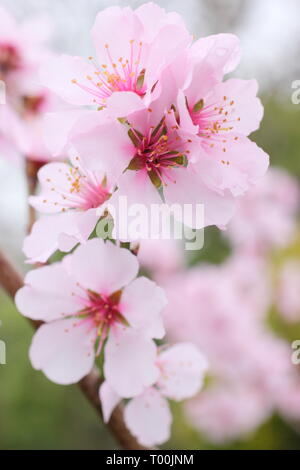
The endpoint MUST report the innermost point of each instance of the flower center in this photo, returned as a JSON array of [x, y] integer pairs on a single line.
[[215, 120], [9, 59], [159, 152], [102, 312], [123, 74], [81, 189]]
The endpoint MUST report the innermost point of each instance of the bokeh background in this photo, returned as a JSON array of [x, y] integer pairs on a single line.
[[37, 414]]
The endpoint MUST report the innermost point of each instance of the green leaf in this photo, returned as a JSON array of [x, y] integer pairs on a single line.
[[180, 160]]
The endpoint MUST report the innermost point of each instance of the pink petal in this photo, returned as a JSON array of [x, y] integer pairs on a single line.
[[64, 352], [149, 419], [182, 371], [103, 267], [190, 189], [58, 73], [122, 103], [109, 400], [142, 304], [222, 51], [57, 129], [247, 164], [48, 294], [108, 139], [129, 364]]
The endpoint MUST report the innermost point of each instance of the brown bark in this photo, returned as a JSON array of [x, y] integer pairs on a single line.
[[11, 281]]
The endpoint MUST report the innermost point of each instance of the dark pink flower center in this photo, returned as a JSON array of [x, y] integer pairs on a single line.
[[82, 190], [101, 313], [215, 121], [118, 74], [159, 152]]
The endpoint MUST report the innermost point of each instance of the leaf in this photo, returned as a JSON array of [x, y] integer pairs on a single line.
[[181, 160]]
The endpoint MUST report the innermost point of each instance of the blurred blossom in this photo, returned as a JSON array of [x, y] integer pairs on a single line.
[[22, 51], [161, 257], [251, 372], [225, 413], [288, 291], [266, 216]]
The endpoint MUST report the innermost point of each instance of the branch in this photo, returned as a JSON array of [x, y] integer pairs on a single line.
[[11, 281], [32, 168]]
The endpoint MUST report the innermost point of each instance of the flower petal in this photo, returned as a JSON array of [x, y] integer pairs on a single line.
[[142, 303], [64, 352], [183, 368], [103, 267], [129, 364], [48, 294], [149, 419]]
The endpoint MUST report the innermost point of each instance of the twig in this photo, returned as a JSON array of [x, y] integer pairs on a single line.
[[32, 168], [11, 281]]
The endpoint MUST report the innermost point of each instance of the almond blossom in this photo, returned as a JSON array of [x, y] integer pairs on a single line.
[[70, 196], [128, 63], [22, 51], [92, 302], [148, 416], [158, 153], [266, 217]]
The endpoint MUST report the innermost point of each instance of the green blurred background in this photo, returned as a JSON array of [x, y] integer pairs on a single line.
[[37, 414]]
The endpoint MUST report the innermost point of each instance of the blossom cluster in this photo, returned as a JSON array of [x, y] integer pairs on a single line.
[[151, 118], [230, 310]]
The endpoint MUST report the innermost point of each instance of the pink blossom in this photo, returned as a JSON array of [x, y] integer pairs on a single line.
[[148, 416], [288, 291], [161, 257], [70, 196], [132, 49], [151, 153], [266, 217], [88, 299], [223, 114], [22, 51], [225, 413]]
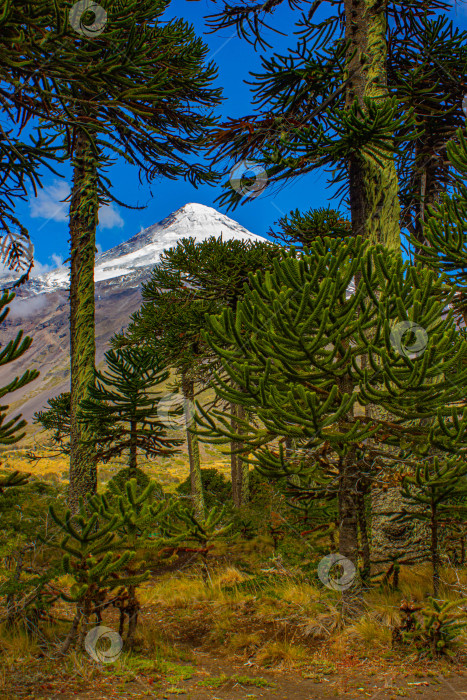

———

> **Exercise details**
Render the lines from the one containing "the flower petal" up to and including the one containing "294], [149, 419]]" as a Markdown table with columns Row and Line, numbering each row and leaving out blank lines.

> **Answer to the problem**
| Row | Line |
|---|---|
| 1 | The endpoint MUST report the innermost point of each instance of the flower petal in this photo, returned as a JSON array of [x, y] integer pairs on a single line. |
| 2 | [[142, 303], [64, 352], [183, 368], [103, 267], [129, 364], [48, 294], [149, 419]] |